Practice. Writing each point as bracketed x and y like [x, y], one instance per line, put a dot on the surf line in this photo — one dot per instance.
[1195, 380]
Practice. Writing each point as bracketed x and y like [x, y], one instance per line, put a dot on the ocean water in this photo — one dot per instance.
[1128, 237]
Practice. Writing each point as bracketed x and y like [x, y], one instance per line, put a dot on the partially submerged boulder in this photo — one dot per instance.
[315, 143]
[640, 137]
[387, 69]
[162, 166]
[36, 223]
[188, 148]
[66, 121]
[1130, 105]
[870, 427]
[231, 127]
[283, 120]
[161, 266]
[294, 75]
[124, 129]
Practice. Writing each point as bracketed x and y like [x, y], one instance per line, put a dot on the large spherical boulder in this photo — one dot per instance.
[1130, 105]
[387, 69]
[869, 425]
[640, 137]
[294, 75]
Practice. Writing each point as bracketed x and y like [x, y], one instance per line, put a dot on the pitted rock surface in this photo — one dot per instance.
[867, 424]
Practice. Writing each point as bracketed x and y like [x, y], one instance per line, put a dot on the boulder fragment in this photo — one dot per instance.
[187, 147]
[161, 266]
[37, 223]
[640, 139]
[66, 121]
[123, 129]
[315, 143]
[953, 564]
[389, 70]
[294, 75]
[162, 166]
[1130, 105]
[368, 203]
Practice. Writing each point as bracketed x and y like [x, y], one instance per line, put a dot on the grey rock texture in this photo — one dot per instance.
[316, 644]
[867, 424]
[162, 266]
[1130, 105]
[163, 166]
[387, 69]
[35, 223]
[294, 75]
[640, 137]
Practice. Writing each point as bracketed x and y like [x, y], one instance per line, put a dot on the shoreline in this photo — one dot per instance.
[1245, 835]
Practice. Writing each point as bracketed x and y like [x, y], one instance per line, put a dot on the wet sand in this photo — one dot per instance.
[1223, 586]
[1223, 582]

=== Exercise description ===
Give everything from the line containing "on the boulder" down to the last of the rows as a JSON list of strings, one string per line, with blank lines left out.

=== The reply ===
[
  "Practice. Writing each point as bracketed x and y like [x, y], one instance per line, put a dot on the boulder fragment in this photo — one dot per instance.",
  "[187, 147]",
  "[161, 266]",
  "[37, 223]",
  "[640, 139]",
  "[66, 121]",
  "[123, 129]",
  "[315, 143]",
  "[953, 564]",
  "[389, 70]",
  "[294, 75]",
  "[162, 166]",
  "[1130, 105]",
  "[368, 203]",
  "Practice. Writing each point as bracketed x and y like [x, y], one instance per line, put a dot on the grey rock texture in this photo — one dot per instance.",
  "[316, 644]",
  "[867, 424]",
  "[162, 266]",
  "[1130, 105]",
  "[163, 166]",
  "[387, 69]",
  "[35, 223]",
  "[294, 75]",
  "[640, 137]",
  "Practice. Writing each point as bracketed x and y like [x, y], one instance per line, put a dot on the shoreline in this photo — one dot per instance.",
  "[1245, 835]",
  "Practice. Writing each point as bracketed x and y like [x, y], one instance per line, put a dot on the wet sand in this photo — one dot per instance.",
  "[1223, 586]",
  "[1223, 582]"
]